■ **Material provided**

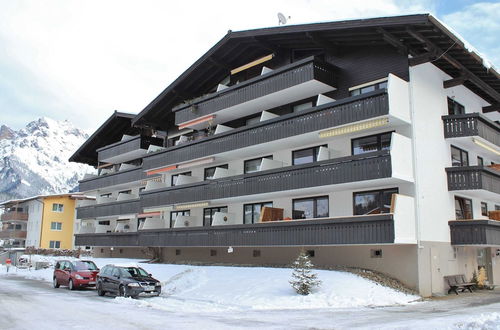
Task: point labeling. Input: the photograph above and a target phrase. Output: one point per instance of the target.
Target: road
(32, 304)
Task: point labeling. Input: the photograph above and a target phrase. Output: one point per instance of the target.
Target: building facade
(369, 143)
(42, 221)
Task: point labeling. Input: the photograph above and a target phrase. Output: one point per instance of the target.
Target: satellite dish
(281, 19)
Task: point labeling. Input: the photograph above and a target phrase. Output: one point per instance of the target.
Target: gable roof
(422, 36)
(110, 131)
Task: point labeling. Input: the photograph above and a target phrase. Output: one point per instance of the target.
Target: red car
(75, 274)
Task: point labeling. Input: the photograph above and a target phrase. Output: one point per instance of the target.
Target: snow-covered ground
(214, 297)
(219, 288)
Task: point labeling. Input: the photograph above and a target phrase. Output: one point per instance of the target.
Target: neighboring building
(376, 136)
(42, 221)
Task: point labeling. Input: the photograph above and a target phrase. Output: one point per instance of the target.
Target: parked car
(75, 274)
(127, 281)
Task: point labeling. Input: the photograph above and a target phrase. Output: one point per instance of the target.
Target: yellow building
(50, 219)
(58, 218)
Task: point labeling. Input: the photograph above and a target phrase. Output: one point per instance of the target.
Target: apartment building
(369, 143)
(46, 221)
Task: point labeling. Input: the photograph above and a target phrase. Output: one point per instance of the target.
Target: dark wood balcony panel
(475, 232)
(275, 81)
(375, 165)
(130, 149)
(112, 179)
(342, 112)
(471, 124)
(378, 229)
(21, 216)
(108, 209)
(473, 178)
(12, 234)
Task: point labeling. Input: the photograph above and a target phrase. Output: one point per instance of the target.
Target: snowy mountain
(34, 160)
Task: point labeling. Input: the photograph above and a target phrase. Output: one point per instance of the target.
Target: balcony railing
(108, 209)
(135, 147)
(14, 216)
(375, 229)
(473, 178)
(275, 81)
(471, 124)
(475, 232)
(112, 179)
(10, 234)
(342, 112)
(370, 166)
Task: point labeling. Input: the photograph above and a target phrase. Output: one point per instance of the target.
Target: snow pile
(484, 321)
(34, 160)
(218, 288)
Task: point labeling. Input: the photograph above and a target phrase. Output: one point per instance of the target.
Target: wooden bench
(458, 282)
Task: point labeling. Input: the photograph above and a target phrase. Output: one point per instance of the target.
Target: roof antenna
(282, 19)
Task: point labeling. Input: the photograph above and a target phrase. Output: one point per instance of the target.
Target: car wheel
(122, 291)
(100, 291)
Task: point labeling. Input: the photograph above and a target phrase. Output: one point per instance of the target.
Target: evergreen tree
(303, 279)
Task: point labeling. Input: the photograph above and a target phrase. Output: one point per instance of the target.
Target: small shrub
(303, 279)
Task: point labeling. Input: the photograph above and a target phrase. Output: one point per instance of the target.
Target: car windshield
(84, 265)
(133, 272)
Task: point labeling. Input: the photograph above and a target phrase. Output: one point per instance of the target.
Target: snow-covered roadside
(218, 288)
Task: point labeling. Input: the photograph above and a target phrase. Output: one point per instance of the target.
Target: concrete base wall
(397, 261)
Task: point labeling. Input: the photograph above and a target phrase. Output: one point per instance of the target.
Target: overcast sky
(80, 60)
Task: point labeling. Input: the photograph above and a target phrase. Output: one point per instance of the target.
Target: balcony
(477, 181)
(473, 131)
(376, 165)
(20, 216)
(293, 82)
(112, 179)
(12, 234)
(475, 232)
(374, 229)
(127, 149)
(108, 209)
(350, 110)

■ **What the exercise asks**
Without the pictures, return all the entries above exactly as they stand.

■ **Expected answer**
Task: point labeling. Input: the photograph above and a target phrase. Output: one point per instance of the target.
Target: road
(32, 304)
Task: point labeling. Input: the photograph above and a target phrase. Output: one point per instance of the target.
Target: building facade
(369, 143)
(42, 221)
Task: point labeling. Input: the photograph above and a target phrase. Output: one point per instance of the target.
Target: satellite dish
(281, 19)
Task: point labeling. Input: the photograph above and a target phrase. Output: one point per instance of the target.
Target: gable roof
(422, 36)
(110, 131)
Task: point labeling. Input: the photograph above and a target phrase. Output: one point per instance of the target.
Target: red car
(75, 274)
Task: point labeling. Input: the photograph above and a target phrase. Output: one point per instance of the target.
Target: snow-covered ground
(214, 297)
(219, 288)
Task: point labeling. Input: the photograph above and a target phrase. Output: one point per instance of the target.
Target: neighboring building
(376, 136)
(42, 221)
Task: point labeling. Input: the photograph above and a target phrase. Output: one point per instance of the target.
Target: parked car
(75, 274)
(127, 281)
Task: point labeling. Input: the photograph above and a target phrase. Output: one point per instance of the target.
Target: yellow building
(50, 219)
(58, 218)
Task: point labeling. Input: the photograph above and a target phrase. Output: one point per instance of the target.
Target: apartment building
(369, 143)
(46, 221)
Task: point labeling. Input: the photograph above and a target phrase. Output: one point per instance of the target.
Target: dark wood balcony panel
(475, 232)
(275, 81)
(375, 165)
(130, 149)
(112, 179)
(342, 112)
(471, 124)
(378, 229)
(21, 216)
(108, 209)
(473, 178)
(12, 234)
Task: point labeling. Input: the photograph above and a target phrase. Output: one point per instance of the target.
Target: snowy mountain
(34, 160)
Task: point labeling. Input: the photograph above and a target phrase. Output: one point per instance of the target.
Target: balcony railing
(108, 209)
(135, 147)
(14, 216)
(375, 229)
(473, 178)
(275, 81)
(471, 124)
(475, 232)
(112, 179)
(10, 234)
(342, 112)
(370, 166)
Task: point labeling. Input: the photograph above and a target phrase. Output: one point per instance of the target.
Target: snow pile
(484, 321)
(34, 160)
(218, 288)
Task: point labeling. Input: the photograph above and a target phrase. Output: one point per instance of the target.
Target: wooden bench
(458, 282)
Task: point labeling. Input: the photograph above and a target phrase. Output: one point per instance of the target.
Target: roof antenna
(282, 19)
Task: point labeling. Input: the photograph above and a target phrase. Output: one point per instance of the target.
Target: car wheel
(122, 291)
(100, 291)
Task: point labeling. Input: the photograph above and a target phrase. Output: one point per instance of the target.
Target: evergreen tree
(303, 279)
Task: point labeling. Input: the photograph above and a target phrase. Output: one point per instance of the target.
Target: small shrub
(303, 279)
Task: point labeling. Input: the photograph above and a target phrase. Output: one point per instance of the target.
Target: car windshield
(84, 265)
(133, 272)
Task: point labeling. Input: the photograph above and a target phrase. Output: one point per instance of the target.
Target: snow-covered roadside
(218, 288)
Task: point labeling. Input: the photograph above and a target phrase. Output: one point per instance of the target.
Target: concrete base wall
(397, 261)
Task: point labeling. Input: the photograph above and a target phrase. Output: one point per instance of the target.
Target: overcast sky
(80, 60)
Task: point labeling. Input: the photograph above and a target phrase. Output: one point per instance of the target.
Target: balcony
(477, 181)
(473, 131)
(376, 165)
(20, 216)
(293, 82)
(112, 179)
(12, 234)
(475, 232)
(374, 229)
(127, 149)
(108, 209)
(350, 110)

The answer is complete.